Start of Data excerpts

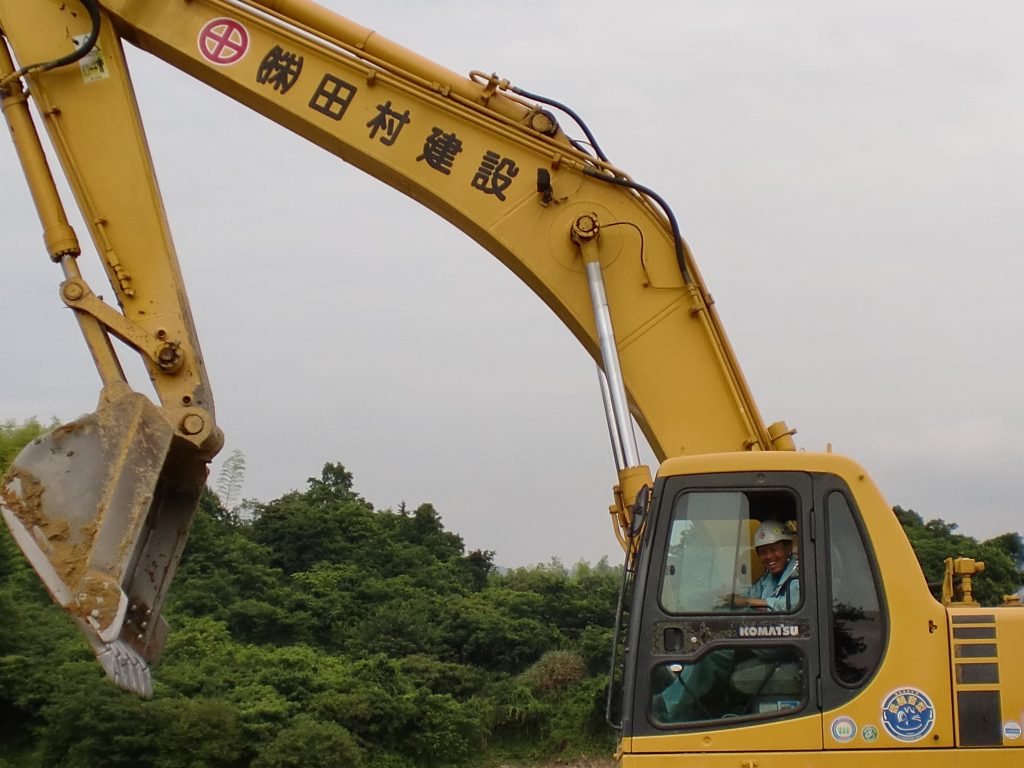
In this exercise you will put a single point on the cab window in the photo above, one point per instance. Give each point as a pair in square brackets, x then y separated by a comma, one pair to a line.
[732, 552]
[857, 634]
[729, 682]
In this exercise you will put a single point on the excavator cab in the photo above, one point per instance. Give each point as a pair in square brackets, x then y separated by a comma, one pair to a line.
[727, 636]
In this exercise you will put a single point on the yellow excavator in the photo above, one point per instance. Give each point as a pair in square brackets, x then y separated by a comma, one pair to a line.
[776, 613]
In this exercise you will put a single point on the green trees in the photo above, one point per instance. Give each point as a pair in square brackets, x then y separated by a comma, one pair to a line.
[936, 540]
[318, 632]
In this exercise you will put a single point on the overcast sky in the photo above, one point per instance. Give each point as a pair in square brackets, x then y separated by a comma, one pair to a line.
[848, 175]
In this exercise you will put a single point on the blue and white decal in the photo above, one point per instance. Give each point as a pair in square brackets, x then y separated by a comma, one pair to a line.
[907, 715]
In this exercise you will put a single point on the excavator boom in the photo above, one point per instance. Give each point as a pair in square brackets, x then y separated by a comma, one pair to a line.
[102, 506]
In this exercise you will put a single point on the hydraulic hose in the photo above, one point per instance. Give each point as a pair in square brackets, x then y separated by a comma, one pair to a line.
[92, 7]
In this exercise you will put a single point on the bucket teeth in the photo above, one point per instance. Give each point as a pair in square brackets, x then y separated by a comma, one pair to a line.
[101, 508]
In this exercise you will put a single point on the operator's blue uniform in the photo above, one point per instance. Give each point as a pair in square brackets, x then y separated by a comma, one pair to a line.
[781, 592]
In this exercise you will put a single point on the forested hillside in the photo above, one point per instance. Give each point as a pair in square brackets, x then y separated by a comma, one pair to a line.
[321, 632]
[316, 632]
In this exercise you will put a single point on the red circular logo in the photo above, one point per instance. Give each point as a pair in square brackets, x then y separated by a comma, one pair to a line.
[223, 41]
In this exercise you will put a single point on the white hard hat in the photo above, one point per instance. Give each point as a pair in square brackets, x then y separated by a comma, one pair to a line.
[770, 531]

End of Data excerpts
Start of Data excerpts

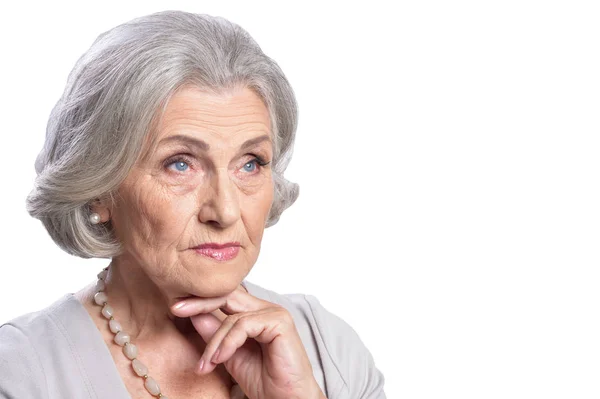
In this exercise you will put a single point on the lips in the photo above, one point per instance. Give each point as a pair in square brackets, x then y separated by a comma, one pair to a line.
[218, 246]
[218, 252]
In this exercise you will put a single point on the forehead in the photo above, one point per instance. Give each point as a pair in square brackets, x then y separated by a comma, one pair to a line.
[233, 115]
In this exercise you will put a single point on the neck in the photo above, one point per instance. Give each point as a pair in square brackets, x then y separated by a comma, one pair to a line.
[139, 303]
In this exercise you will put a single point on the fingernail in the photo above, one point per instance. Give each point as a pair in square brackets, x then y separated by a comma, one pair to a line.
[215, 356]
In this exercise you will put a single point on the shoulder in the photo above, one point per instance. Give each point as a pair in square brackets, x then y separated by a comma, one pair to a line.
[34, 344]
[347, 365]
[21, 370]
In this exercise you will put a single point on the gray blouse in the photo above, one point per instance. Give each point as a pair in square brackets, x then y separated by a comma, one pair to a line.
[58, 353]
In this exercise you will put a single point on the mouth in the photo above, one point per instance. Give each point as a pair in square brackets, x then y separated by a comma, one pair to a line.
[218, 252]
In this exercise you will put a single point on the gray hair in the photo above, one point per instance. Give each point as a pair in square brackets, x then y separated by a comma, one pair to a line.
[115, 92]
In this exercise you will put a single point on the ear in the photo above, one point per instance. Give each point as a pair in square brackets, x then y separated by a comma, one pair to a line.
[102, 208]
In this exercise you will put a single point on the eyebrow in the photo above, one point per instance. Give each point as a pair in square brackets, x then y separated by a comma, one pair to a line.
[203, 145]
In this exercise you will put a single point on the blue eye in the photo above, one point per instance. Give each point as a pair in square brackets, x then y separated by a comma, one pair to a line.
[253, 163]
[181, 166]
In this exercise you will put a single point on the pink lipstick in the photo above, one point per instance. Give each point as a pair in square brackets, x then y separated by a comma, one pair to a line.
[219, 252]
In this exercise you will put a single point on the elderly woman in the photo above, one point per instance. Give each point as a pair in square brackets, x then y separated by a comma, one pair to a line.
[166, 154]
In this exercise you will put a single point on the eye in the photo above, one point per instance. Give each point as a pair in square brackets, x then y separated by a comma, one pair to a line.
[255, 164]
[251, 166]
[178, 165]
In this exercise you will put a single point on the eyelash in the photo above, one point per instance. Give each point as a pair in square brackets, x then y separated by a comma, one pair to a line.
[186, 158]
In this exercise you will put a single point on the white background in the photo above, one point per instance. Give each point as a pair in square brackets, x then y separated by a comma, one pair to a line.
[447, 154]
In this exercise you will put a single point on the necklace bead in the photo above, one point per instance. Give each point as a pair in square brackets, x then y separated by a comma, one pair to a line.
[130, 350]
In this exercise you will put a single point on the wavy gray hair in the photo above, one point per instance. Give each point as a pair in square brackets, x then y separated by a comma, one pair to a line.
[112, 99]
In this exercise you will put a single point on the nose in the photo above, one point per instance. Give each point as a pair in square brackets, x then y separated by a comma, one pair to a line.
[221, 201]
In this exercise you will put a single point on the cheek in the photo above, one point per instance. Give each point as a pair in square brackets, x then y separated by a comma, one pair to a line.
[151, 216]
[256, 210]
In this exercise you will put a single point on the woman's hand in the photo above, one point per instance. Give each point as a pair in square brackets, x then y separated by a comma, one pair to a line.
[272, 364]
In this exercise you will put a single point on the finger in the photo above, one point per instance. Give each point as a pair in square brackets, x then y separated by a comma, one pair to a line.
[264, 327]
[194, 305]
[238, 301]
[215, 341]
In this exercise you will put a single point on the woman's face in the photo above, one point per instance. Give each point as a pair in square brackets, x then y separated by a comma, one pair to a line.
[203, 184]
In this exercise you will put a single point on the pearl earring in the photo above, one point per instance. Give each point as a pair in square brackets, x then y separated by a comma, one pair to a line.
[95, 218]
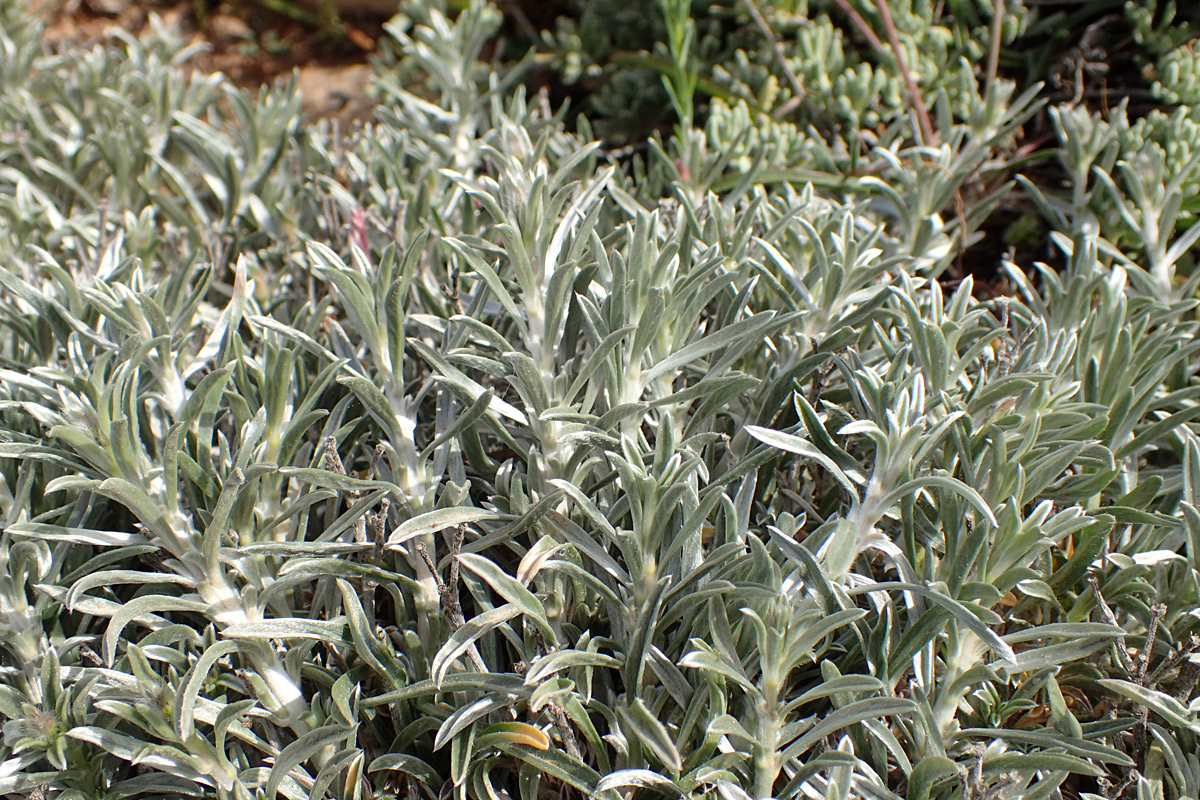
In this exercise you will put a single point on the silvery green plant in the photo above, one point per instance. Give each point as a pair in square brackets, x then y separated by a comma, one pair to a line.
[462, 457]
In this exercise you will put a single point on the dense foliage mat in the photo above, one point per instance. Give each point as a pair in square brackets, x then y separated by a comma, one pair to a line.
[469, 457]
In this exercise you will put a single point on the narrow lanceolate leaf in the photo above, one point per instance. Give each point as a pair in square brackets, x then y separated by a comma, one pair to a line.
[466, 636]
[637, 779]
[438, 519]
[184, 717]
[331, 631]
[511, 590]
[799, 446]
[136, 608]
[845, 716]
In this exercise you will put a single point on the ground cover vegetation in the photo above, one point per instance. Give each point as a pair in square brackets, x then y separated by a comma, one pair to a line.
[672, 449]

End of Data excerpts

Please report, copied in full, every line of the material above that contains the word "white". Matches must have the same case.

◆ Finished exercise:
In this exercise you will put a single point on the blue and white decal in the photo above, one point per instance. Give each point as a pair in square brackets, x then y separated by a comma, one pair to a line.
In this exercise you will put a single point on the white hard hat in the photo above, one point per instance. Give each point as a pair in square brackets, x then y separated by a comma, one pair to a line.
In this exercise you will put a single point on the white background in the photo above, one point per instance. Give each point as a pair in square brackets, x then y separated by a comma, one pair to a line.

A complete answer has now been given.